(Some records)
..........
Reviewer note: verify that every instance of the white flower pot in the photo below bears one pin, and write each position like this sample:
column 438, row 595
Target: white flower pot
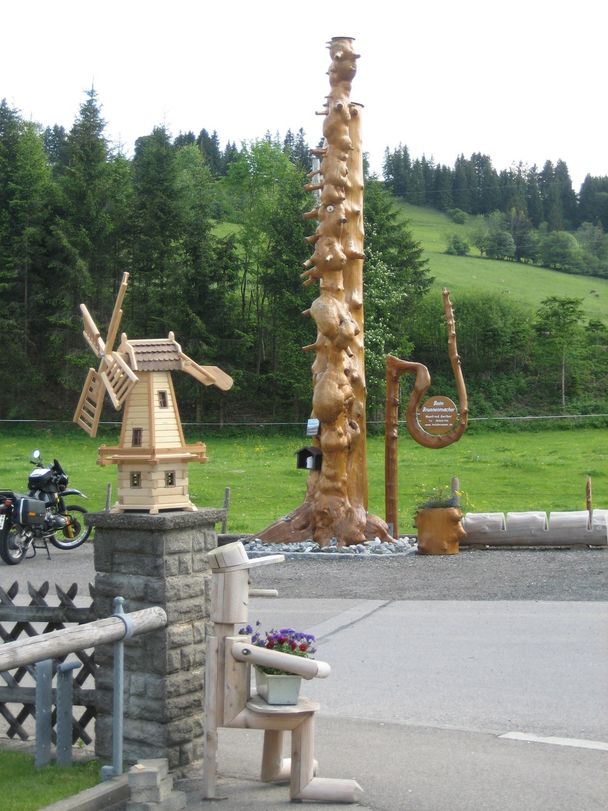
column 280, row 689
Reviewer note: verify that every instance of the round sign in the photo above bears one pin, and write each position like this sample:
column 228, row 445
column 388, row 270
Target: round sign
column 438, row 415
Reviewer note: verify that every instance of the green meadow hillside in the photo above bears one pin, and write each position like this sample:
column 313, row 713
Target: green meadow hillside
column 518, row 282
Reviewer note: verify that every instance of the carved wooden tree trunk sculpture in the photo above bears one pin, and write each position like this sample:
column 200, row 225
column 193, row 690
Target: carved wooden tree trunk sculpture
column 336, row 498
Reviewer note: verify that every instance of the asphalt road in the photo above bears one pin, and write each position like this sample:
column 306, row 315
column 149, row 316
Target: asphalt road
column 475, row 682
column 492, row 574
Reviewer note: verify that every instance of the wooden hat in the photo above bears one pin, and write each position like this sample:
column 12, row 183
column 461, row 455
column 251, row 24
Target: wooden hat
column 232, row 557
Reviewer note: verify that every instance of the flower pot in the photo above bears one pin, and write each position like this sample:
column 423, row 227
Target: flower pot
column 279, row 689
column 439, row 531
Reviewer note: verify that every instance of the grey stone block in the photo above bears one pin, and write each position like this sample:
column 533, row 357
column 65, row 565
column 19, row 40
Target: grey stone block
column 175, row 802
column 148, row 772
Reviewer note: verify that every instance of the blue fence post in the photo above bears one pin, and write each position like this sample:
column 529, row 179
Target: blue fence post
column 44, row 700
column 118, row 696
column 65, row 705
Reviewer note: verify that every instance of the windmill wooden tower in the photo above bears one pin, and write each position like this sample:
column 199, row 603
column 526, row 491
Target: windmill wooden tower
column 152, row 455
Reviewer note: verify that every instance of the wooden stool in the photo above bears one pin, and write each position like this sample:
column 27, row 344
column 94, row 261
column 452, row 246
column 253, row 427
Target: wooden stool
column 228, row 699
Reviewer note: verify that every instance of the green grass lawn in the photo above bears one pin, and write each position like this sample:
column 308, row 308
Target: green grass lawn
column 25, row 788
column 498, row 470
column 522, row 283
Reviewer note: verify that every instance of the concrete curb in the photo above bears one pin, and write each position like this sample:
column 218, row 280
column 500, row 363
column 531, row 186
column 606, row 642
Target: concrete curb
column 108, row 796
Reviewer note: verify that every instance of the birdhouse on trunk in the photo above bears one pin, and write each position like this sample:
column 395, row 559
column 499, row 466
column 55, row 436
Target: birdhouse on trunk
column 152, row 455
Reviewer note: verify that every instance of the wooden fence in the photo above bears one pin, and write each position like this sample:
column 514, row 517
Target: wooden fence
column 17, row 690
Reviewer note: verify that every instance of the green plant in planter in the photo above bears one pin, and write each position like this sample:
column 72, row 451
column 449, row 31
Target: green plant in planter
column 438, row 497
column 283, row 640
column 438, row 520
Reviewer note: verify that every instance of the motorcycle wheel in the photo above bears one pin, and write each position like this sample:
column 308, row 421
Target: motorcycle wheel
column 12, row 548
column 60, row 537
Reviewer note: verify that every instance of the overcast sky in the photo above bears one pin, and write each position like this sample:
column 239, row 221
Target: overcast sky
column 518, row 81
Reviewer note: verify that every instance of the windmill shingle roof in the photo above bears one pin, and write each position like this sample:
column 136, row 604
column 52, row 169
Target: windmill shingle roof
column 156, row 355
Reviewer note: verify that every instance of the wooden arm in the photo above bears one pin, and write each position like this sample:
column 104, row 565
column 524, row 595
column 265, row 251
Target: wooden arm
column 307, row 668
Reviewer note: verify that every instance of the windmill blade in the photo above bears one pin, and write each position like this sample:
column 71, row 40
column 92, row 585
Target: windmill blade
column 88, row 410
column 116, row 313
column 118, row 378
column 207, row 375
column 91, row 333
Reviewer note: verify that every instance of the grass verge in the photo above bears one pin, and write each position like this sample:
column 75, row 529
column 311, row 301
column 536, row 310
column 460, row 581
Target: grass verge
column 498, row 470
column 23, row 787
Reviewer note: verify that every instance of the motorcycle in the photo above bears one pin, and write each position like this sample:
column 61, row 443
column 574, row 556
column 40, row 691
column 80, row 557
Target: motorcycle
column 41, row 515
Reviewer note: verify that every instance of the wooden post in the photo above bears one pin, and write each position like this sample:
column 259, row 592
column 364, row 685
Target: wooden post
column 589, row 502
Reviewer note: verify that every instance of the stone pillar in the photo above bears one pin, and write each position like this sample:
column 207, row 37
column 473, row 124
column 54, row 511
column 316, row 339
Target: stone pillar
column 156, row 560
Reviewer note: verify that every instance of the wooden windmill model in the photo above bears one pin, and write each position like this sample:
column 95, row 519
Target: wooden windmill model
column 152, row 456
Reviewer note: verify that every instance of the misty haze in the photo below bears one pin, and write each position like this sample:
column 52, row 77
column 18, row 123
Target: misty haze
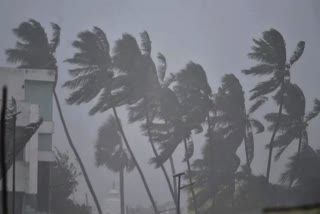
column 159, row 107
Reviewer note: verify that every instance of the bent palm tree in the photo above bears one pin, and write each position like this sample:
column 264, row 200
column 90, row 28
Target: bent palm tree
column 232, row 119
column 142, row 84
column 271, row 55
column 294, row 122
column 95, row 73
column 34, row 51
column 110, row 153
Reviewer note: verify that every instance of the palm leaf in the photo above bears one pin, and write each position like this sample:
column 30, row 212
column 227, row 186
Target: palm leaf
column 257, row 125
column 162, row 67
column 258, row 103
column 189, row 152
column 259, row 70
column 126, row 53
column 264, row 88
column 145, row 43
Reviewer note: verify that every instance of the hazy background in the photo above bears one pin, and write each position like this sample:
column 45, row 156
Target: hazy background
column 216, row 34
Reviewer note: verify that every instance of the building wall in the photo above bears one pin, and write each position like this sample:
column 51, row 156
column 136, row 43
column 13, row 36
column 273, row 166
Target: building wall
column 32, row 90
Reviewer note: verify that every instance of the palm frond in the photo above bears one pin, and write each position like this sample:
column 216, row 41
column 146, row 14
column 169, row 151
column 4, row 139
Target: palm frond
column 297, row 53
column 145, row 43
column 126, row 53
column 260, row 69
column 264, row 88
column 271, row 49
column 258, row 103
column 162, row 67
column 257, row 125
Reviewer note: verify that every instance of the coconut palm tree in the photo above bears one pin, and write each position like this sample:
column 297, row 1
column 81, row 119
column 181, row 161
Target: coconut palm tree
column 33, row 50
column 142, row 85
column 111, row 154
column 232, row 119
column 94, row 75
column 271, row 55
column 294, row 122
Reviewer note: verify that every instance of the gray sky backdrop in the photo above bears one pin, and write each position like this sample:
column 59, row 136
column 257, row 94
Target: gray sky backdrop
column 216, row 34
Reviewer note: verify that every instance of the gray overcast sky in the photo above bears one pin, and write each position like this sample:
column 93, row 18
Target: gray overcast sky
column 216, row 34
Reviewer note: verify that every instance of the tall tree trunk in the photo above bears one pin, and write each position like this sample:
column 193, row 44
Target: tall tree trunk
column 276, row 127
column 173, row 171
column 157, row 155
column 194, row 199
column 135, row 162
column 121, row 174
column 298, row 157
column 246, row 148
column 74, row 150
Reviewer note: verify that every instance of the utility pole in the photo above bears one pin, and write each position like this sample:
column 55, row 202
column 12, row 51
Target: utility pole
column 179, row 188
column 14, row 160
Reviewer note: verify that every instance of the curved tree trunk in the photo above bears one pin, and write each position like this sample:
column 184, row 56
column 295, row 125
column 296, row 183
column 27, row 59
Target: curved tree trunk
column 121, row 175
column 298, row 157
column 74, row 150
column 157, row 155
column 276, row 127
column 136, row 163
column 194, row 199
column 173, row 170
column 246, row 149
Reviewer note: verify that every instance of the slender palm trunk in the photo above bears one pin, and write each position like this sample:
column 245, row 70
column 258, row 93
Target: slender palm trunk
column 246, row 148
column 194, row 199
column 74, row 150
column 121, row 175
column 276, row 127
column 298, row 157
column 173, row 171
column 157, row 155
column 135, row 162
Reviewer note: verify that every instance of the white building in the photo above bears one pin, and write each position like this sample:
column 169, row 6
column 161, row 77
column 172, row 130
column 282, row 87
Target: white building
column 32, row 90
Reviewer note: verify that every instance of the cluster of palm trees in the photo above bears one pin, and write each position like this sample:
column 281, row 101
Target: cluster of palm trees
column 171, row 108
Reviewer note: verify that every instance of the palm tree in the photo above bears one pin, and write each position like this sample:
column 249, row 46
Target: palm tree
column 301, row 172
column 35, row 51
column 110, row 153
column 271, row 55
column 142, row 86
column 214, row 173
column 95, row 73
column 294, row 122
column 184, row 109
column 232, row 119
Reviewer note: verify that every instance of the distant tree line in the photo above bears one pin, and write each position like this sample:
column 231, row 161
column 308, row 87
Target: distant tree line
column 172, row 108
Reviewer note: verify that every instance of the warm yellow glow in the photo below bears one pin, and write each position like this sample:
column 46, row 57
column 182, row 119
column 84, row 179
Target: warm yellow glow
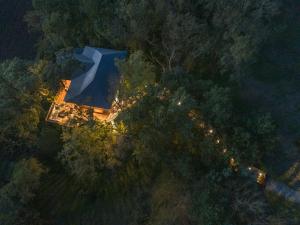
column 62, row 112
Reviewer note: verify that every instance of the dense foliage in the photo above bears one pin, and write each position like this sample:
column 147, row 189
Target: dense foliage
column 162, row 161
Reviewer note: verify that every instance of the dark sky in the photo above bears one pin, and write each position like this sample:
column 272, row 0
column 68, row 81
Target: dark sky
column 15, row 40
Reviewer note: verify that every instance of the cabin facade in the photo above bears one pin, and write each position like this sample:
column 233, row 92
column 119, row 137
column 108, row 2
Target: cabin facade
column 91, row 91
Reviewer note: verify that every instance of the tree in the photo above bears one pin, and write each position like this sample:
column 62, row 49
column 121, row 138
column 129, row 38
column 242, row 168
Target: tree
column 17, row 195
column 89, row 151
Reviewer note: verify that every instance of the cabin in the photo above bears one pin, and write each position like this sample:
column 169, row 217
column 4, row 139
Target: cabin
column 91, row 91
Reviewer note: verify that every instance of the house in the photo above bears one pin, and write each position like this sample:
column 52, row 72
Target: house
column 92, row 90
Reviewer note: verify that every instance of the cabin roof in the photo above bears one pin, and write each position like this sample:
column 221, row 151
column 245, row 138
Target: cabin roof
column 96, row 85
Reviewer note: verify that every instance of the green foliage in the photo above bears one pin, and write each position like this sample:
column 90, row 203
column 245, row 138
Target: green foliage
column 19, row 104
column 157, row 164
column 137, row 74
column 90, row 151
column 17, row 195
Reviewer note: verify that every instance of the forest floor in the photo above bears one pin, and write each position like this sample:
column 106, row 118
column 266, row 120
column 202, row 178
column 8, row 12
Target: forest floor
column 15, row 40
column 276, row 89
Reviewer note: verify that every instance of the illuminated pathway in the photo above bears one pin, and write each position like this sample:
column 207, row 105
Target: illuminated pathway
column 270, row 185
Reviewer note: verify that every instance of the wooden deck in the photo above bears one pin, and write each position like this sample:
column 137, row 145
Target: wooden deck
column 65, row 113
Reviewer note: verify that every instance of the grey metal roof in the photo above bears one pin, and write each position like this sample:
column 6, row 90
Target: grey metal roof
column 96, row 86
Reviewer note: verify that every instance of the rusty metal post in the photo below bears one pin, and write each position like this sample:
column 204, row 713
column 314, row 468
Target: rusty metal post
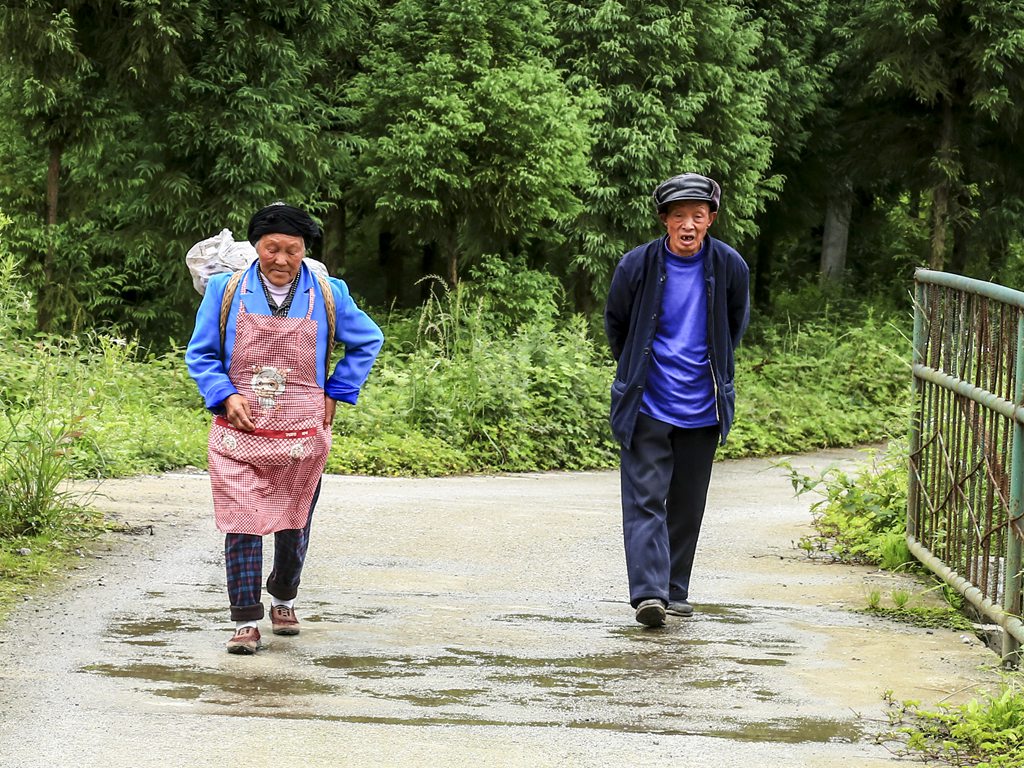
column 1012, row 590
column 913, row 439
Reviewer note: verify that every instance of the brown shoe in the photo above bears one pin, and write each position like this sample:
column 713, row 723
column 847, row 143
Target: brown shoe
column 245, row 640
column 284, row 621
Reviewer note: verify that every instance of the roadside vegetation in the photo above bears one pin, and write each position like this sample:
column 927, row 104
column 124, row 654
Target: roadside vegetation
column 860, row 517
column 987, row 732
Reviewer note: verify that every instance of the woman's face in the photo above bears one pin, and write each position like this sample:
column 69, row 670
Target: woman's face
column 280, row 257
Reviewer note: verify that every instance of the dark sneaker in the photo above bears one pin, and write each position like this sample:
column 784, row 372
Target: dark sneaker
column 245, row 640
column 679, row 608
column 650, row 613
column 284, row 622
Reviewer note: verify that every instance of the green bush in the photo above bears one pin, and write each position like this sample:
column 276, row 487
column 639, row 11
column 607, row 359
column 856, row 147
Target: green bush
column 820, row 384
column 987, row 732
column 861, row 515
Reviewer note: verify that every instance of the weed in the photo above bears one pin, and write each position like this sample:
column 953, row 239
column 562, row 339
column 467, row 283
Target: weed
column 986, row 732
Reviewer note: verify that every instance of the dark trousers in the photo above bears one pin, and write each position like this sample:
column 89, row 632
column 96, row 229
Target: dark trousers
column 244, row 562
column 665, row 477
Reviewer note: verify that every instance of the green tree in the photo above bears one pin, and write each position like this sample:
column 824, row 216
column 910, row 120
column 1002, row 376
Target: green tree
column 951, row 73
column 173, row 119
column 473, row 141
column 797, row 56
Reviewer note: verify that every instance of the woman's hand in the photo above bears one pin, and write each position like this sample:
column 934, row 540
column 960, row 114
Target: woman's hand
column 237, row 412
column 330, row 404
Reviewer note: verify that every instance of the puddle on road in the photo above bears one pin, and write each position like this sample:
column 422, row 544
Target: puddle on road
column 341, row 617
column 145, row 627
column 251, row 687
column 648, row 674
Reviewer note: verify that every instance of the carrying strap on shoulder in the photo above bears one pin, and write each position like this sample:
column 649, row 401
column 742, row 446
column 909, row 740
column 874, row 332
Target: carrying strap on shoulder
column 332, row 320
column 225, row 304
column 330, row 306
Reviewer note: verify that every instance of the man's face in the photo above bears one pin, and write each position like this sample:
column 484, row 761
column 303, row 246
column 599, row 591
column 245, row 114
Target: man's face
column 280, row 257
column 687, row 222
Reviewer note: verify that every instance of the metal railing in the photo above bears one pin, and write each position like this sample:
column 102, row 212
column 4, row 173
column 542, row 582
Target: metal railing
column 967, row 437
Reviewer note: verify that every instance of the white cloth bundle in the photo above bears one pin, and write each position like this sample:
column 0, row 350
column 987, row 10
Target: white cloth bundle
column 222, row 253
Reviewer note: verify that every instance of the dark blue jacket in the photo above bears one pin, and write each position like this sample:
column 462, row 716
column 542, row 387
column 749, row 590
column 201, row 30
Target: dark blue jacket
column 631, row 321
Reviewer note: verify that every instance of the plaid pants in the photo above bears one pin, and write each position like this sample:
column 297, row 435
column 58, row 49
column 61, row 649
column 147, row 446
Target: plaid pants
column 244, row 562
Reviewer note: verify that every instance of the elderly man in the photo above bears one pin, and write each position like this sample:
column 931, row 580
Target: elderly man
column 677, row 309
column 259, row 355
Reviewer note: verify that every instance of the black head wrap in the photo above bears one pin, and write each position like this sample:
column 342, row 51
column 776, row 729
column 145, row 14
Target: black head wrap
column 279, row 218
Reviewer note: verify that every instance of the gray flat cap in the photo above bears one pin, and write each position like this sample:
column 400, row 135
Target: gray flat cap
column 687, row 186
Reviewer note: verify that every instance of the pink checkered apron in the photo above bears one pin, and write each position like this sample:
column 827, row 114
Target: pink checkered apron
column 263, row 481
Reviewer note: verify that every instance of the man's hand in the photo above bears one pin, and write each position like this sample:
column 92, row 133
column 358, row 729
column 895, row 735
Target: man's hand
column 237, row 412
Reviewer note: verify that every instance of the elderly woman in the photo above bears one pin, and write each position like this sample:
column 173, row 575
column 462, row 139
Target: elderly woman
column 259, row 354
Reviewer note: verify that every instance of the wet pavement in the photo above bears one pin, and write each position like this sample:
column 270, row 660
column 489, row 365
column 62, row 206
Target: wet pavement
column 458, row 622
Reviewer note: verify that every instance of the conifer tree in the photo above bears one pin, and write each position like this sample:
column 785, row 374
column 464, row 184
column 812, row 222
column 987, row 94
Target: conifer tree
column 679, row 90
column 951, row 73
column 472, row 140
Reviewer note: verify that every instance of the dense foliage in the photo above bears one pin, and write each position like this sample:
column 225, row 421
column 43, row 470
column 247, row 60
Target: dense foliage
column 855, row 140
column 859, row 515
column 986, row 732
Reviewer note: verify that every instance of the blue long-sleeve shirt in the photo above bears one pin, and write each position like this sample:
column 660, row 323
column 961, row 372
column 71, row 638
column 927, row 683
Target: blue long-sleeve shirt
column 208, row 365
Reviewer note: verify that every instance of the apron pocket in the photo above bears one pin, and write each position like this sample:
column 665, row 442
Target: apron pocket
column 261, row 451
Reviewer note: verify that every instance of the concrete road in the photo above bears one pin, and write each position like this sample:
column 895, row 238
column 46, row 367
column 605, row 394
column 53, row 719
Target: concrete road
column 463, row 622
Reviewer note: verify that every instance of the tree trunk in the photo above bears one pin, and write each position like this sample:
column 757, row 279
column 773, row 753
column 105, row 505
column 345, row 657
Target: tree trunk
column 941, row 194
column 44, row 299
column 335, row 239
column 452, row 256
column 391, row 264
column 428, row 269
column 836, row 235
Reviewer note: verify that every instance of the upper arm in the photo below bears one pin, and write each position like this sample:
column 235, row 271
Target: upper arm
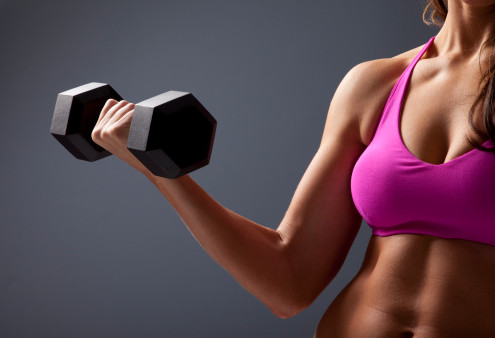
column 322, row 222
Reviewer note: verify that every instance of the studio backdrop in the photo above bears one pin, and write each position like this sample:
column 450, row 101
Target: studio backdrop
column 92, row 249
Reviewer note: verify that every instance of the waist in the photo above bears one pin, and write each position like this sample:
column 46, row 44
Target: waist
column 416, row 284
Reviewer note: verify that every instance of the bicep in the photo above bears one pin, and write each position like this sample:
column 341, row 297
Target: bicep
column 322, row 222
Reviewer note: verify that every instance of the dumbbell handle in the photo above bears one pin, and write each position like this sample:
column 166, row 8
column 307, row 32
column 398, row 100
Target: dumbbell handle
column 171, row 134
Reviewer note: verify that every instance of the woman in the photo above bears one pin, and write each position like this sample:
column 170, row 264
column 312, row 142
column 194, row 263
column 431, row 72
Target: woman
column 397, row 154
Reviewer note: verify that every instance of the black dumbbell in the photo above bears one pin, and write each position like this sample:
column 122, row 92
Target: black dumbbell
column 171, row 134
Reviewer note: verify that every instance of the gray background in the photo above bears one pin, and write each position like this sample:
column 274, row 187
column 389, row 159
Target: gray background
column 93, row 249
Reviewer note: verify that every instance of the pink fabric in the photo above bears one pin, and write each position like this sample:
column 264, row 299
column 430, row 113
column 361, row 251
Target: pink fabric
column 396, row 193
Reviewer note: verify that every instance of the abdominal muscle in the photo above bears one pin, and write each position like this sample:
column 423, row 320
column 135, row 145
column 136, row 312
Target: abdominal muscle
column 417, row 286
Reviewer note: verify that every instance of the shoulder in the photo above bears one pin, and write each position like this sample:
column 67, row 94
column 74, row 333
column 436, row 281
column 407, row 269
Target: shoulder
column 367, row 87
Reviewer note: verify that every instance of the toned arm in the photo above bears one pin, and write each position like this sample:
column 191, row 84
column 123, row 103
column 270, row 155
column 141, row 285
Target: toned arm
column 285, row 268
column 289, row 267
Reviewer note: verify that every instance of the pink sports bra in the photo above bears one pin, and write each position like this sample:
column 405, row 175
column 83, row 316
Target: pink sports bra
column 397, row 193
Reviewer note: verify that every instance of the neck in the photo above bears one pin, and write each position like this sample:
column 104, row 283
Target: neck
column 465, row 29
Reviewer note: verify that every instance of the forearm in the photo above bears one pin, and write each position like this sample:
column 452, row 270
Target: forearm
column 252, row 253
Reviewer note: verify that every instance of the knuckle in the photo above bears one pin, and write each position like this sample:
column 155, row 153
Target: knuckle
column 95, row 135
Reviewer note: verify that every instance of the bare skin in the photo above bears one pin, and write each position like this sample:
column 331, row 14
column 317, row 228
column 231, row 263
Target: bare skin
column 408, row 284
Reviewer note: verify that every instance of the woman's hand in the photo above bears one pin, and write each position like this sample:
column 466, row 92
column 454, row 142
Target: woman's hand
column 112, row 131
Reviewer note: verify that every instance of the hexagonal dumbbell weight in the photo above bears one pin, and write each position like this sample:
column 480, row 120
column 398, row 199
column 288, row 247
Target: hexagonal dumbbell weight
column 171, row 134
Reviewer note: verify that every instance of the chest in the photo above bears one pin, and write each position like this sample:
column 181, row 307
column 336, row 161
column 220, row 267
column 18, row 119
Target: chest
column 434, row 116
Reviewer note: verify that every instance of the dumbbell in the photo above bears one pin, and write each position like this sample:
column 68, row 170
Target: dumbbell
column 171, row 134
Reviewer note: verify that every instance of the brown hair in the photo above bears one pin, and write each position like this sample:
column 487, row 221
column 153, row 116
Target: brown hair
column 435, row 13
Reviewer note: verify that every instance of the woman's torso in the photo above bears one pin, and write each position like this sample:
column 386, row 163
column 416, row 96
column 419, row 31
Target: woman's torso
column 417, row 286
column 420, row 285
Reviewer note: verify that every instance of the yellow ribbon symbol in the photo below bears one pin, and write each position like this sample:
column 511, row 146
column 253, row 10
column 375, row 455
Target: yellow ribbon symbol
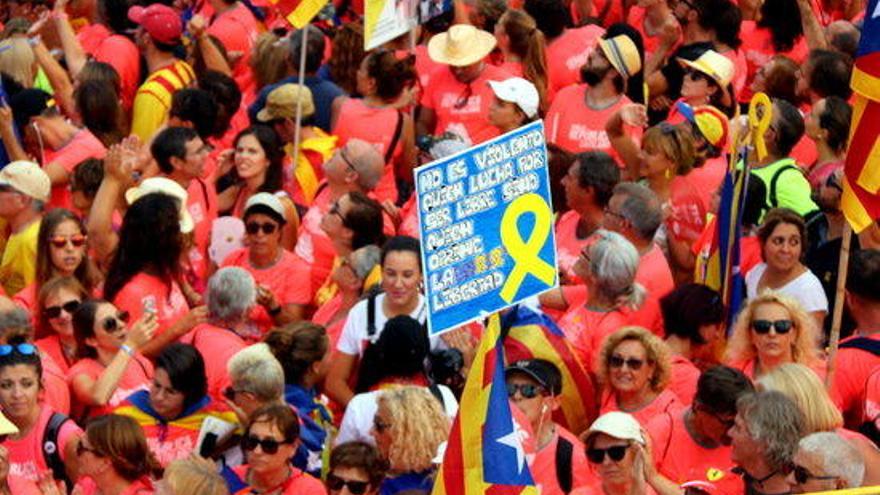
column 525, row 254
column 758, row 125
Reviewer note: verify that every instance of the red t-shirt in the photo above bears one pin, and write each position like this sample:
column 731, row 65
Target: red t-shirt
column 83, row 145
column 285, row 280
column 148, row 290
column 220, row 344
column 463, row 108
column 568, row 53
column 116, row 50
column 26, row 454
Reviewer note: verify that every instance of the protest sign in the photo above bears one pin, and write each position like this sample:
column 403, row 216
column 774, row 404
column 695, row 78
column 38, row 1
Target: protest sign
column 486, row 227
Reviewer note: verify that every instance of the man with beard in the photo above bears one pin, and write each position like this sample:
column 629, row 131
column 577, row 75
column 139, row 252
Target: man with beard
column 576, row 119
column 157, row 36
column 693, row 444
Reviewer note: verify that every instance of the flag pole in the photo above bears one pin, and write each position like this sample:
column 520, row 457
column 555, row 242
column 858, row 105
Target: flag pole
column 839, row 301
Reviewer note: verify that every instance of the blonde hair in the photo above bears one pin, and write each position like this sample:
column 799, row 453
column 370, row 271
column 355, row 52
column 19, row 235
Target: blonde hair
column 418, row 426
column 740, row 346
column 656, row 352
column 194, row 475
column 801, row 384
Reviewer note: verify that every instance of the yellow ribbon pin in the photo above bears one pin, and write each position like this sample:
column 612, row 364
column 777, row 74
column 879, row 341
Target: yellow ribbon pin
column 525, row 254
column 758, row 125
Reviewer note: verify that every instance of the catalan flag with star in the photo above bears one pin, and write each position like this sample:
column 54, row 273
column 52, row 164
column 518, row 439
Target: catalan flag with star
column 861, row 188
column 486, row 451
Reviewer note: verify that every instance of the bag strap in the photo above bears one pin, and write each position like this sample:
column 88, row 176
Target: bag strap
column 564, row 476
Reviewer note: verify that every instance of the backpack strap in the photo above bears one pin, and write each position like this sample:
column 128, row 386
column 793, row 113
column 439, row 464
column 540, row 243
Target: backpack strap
..........
• INSTRUCTIONS FOR THE TASK:
Please rewrite the lines between the one holding "the blue long-sleeve" and the one holding "column 261, row 451", inclusive, as a Markdown table with the columns Line No. and Record Text, and leave out any blank lines.

• RESPONSE TO THE TASK:
| Line No. | Record Text |
|---|---|
| 1 | Reviewer note: verify that every instance of the blue long-sleeve shirt in the photo above bears one pin, and write each position like this sample: |
| 2 | column 660, row 323 |
| 3 | column 961, row 372 |
| 4 | column 71, row 638 |
| 5 | column 927, row 683 |
| 6 | Target: blue long-sleeve shirt |
| 7 | column 208, row 365 |
| 8 | Reviewer note: verify that every instance of the apron pocket in the photo above bears one pin, and write each position like this sample: |
| 9 | column 665, row 442 |
| 10 | Target: apron pocket |
| 11 | column 261, row 451 |